▸ **TASK TO COMPLETE**: Each record must be reproduced exactly as it is shown.
— Start PROVIDED DATA —
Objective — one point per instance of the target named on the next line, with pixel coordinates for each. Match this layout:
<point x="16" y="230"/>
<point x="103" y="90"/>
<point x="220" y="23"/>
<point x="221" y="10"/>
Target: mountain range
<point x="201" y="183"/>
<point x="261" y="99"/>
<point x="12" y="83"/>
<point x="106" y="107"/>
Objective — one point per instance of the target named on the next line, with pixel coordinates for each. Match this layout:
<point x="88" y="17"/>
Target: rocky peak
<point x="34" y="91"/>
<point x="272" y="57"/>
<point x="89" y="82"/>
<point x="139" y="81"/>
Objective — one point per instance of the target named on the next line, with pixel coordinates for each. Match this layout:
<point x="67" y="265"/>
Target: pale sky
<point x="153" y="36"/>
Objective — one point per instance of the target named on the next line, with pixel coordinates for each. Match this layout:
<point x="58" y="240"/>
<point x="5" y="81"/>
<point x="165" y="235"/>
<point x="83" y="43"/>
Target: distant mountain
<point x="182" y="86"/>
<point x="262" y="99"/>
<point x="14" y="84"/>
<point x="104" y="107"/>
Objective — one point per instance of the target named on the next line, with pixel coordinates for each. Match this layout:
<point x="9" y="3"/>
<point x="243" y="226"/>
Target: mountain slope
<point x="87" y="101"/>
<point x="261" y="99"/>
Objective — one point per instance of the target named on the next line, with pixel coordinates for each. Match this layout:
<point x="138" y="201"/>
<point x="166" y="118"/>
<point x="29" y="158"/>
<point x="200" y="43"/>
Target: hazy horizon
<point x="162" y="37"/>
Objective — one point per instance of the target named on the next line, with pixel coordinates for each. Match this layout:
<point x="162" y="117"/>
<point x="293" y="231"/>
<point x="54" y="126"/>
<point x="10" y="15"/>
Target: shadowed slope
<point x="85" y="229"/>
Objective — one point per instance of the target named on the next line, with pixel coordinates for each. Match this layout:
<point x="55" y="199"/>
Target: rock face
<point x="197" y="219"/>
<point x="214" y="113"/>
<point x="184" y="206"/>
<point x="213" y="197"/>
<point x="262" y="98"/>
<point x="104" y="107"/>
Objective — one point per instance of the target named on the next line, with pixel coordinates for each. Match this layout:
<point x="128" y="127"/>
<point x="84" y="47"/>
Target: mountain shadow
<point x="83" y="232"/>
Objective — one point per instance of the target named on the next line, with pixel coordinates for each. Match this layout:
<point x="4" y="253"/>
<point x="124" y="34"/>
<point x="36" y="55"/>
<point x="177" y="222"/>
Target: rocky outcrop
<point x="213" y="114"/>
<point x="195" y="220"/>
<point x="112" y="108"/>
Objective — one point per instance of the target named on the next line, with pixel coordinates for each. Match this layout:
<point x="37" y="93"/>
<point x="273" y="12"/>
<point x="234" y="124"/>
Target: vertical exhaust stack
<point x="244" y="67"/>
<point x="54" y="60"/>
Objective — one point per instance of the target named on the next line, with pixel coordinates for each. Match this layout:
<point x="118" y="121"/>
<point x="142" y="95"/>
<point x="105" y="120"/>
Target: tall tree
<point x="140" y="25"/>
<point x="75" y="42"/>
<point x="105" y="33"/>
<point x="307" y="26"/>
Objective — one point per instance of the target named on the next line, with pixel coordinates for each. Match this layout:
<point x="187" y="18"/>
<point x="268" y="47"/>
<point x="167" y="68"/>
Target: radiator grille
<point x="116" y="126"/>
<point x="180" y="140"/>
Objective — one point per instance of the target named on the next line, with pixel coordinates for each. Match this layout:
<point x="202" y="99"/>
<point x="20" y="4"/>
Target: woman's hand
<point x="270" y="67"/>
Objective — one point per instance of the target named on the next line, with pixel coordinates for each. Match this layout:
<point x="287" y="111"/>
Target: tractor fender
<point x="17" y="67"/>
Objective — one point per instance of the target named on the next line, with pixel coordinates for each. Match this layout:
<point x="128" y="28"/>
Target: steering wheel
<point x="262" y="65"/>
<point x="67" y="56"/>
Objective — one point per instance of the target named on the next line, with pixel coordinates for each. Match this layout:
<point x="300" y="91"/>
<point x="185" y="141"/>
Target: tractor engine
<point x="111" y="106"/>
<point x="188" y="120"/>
— End PROVIDED DATA —
▸ **EXERCISE OUTPUT**:
Objective — one point per instance of the target named on the next line, with pixel coordinates for each. Match this layout:
<point x="16" y="230"/>
<point x="103" y="90"/>
<point x="220" y="23"/>
<point x="221" y="10"/>
Target: mountain range
<point x="201" y="183"/>
<point x="261" y="99"/>
<point x="12" y="83"/>
<point x="106" y="107"/>
Objective — one point per instance of the target named on the next line, with pixel coordinates for each. Match this layout:
<point x="88" y="17"/>
Target: rocky peak
<point x="34" y="91"/>
<point x="272" y="57"/>
<point x="89" y="82"/>
<point x="139" y="81"/>
Objective — one point per instance of the target named on the next line, with pixel coordinates for each. Match this layout:
<point x="67" y="265"/>
Target: pale sky
<point x="153" y="36"/>
Objective — one point per instance of the target named on the next line, with pixel coordinates for each. Match this layout:
<point x="58" y="240"/>
<point x="5" y="81"/>
<point x="165" y="235"/>
<point x="83" y="43"/>
Target: distant mountain
<point x="182" y="86"/>
<point x="262" y="99"/>
<point x="14" y="84"/>
<point x="104" y="107"/>
Objective — one point per instance of the target named on the next line, with pixel coordinates for each. Match this layout:
<point x="9" y="3"/>
<point x="243" y="226"/>
Target: mountain slope
<point x="87" y="101"/>
<point x="261" y="99"/>
Objective — one point per instance of the target named on the next line, with pixel coordinates for each. Match this layout:
<point x="138" y="201"/>
<point x="166" y="118"/>
<point x="29" y="158"/>
<point x="200" y="43"/>
Target: hazy horizon
<point x="162" y="37"/>
Objective — one point per instance of the target named on the next line, with pixel coordinates for each. Match this layout:
<point x="162" y="117"/>
<point x="293" y="231"/>
<point x="54" y="126"/>
<point x="10" y="15"/>
Target: shadowed slope
<point x="85" y="229"/>
Objective — one point per instance of the target named on the next line, with pixel coordinates for each. Match this layout:
<point x="55" y="199"/>
Target: rock face
<point x="197" y="219"/>
<point x="214" y="113"/>
<point x="184" y="206"/>
<point x="213" y="197"/>
<point x="262" y="98"/>
<point x="104" y="107"/>
Objective — one point per instance of the target named on the next line, with pixel coordinates for each. Match this layout:
<point x="128" y="127"/>
<point x="84" y="47"/>
Target: mountain shadow
<point x="83" y="232"/>
Objective — one point per instance of the target named on the next line, with pixel coordinates for each. Match this layout:
<point x="4" y="253"/>
<point x="124" y="34"/>
<point x="36" y="55"/>
<point x="177" y="222"/>
Target: rocky outcrop
<point x="213" y="114"/>
<point x="195" y="220"/>
<point x="112" y="108"/>
Objective — one point per instance of the target named on the next line, with pixel coordinates for each. Match this layout:
<point x="37" y="93"/>
<point x="273" y="12"/>
<point x="234" y="124"/>
Target: vertical exhaust stack
<point x="244" y="67"/>
<point x="54" y="60"/>
Objective — one point per instance of the target named on the next line, with pixel coordinates for each. Match this layout:
<point x="118" y="121"/>
<point x="142" y="95"/>
<point x="105" y="120"/>
Target: tall tree
<point x="140" y="25"/>
<point x="75" y="42"/>
<point x="105" y="33"/>
<point x="307" y="26"/>
Objective — one point per instance of the target named on the next line, with pixel coordinates for each. Match this layout:
<point x="187" y="18"/>
<point x="268" y="47"/>
<point x="167" y="68"/>
Target: radiator grille
<point x="116" y="126"/>
<point x="180" y="140"/>
Objective — one point per instance of the target named on the next line, with pixel coordinates for each. Match this layout:
<point x="202" y="99"/>
<point x="20" y="4"/>
Target: woman's hand
<point x="270" y="67"/>
Objective — one point per instance of the target named on the next line, with pixel coordinates for each. Match this layout:
<point x="287" y="111"/>
Target: tractor fender
<point x="17" y="67"/>
Objective — one point per instance of the target named on the next line, with pixel coordinates for each. Match this layout:
<point x="128" y="28"/>
Target: steering wheel
<point x="262" y="65"/>
<point x="67" y="56"/>
Objective — one point per instance of the target named on the next line, with pixel coordinates for each. Match this layout:
<point x="300" y="91"/>
<point x="185" y="141"/>
Target: tractor engine
<point x="111" y="106"/>
<point x="188" y="120"/>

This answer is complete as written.